In the entries below, find the line containing "of the lower", then copy it and every later line exactly, ending with the last line.
─── Data
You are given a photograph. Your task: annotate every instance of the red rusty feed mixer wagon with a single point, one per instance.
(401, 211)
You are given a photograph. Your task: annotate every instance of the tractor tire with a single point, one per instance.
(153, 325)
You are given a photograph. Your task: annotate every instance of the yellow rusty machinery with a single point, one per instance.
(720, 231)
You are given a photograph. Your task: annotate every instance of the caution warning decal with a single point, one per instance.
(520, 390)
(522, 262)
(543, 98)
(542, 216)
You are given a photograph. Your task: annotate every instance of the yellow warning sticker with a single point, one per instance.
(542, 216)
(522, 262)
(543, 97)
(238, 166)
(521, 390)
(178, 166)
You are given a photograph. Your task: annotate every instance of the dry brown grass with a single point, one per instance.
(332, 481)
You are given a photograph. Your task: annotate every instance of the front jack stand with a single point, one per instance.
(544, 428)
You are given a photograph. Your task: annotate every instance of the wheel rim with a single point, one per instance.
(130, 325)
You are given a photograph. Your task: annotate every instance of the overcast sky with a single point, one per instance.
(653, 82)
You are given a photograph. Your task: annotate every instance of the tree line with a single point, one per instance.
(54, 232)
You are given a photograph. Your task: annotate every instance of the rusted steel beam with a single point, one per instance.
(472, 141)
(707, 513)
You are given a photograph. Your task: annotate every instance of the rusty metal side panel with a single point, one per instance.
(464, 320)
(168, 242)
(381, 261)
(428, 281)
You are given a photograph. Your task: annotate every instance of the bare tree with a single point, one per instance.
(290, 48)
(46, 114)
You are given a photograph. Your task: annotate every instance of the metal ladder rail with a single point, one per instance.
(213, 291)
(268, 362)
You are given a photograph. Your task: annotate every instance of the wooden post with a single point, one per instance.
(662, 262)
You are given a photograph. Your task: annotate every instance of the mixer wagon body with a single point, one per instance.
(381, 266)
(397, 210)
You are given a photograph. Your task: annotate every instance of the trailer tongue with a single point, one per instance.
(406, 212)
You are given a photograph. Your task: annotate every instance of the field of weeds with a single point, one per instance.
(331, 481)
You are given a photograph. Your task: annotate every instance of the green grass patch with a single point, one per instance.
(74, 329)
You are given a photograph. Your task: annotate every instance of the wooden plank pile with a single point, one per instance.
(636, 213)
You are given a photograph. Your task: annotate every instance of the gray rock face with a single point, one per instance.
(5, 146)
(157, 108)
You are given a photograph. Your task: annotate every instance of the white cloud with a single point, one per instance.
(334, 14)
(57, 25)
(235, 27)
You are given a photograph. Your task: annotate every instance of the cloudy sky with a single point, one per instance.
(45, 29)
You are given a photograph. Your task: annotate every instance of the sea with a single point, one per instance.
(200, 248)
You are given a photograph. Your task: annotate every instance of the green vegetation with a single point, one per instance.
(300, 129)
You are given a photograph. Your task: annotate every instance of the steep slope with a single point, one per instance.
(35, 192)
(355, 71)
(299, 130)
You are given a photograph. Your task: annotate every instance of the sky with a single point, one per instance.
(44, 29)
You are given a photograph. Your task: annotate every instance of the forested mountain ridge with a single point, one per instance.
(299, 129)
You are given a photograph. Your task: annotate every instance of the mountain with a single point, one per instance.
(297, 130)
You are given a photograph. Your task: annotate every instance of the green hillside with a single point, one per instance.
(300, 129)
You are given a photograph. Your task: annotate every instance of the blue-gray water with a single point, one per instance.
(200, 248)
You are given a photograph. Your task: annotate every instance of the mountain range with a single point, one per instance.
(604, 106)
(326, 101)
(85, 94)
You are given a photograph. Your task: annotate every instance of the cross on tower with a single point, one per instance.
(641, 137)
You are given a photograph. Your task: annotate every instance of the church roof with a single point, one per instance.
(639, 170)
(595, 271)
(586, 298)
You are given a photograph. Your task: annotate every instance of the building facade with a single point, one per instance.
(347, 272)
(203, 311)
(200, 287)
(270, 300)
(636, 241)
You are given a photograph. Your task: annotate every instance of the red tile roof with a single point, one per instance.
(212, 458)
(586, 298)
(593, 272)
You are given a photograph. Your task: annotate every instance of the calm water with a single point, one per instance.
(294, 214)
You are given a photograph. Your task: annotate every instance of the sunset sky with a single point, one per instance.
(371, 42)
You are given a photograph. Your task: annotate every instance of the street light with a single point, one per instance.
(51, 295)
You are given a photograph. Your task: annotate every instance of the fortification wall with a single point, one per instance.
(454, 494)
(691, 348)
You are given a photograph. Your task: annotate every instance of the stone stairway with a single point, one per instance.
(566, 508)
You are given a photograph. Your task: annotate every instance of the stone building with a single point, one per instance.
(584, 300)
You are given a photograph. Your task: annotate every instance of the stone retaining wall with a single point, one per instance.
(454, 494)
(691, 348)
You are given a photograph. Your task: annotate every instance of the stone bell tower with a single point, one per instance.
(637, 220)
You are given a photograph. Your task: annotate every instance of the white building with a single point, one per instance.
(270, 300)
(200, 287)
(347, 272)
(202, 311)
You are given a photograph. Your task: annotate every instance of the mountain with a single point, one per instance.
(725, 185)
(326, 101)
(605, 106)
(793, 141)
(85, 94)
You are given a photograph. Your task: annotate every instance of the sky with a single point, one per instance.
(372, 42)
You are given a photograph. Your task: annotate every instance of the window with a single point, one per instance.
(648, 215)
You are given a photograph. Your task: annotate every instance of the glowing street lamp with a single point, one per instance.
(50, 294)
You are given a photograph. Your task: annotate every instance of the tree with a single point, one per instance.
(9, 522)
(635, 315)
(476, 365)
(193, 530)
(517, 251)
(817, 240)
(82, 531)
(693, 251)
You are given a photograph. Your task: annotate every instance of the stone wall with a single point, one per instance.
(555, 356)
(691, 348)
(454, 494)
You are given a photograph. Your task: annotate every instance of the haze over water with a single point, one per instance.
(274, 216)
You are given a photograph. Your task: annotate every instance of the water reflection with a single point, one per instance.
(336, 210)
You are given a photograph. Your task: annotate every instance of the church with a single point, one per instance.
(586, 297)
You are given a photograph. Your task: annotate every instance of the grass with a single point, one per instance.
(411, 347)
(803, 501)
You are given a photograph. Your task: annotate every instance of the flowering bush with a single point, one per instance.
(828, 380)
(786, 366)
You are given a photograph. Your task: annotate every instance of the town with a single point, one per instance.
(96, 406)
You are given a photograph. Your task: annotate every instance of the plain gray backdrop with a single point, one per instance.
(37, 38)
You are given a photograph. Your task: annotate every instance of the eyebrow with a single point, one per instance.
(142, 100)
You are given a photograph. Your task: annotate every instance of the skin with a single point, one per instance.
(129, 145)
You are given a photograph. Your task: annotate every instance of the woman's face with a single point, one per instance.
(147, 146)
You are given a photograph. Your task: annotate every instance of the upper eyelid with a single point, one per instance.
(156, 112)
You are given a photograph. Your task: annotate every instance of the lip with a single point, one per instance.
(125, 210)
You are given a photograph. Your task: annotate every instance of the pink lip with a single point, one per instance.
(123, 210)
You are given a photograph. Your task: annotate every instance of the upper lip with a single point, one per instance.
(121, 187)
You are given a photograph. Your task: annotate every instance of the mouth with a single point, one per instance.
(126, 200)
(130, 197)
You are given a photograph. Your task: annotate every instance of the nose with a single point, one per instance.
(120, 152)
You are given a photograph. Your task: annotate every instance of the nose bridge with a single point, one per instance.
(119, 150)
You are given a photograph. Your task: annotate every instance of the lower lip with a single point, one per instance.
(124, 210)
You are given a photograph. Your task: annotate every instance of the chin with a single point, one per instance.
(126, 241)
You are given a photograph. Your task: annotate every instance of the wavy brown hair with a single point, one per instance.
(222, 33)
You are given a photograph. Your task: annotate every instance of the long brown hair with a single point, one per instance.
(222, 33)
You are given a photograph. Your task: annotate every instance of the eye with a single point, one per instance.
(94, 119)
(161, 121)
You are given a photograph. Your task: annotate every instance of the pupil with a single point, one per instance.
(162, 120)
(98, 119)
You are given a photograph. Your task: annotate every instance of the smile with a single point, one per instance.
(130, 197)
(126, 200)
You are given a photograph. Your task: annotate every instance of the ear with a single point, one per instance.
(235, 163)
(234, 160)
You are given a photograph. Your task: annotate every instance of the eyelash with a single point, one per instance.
──────
#### Solution below:
You are given a photograph. Your task: annotate every instance of the lower lip with a single point, one per instance.
(124, 210)
You are given a photograph. Your task: annotate every instance of the chin with a single point, one per instance.
(126, 241)
You are given a photograph. Your task: annotate every instance of the wavy brown hair with a single point, one per instance.
(222, 33)
You are given a photograph. Your task: annotate every instance of the long brown hair with a single point, one per instance.
(222, 33)
You are given a photograph. Your task: annotate every instance of the eye with a single point, one per instance.
(94, 119)
(161, 121)
You are given a photograph. Your task: annotate every instance of the pupil with a single point, one per instance.
(162, 120)
(98, 119)
You are given a photograph. Your task: annotate every instance of the smile with a single point, one per instance.
(130, 197)
(126, 200)
You are given a photograph. Your task: annotate every instance of the ear with a single point, one per instance.
(235, 163)
(234, 160)
You are given a photograph. Your task: annotate every instance of the eyelash with a single point, one per instance.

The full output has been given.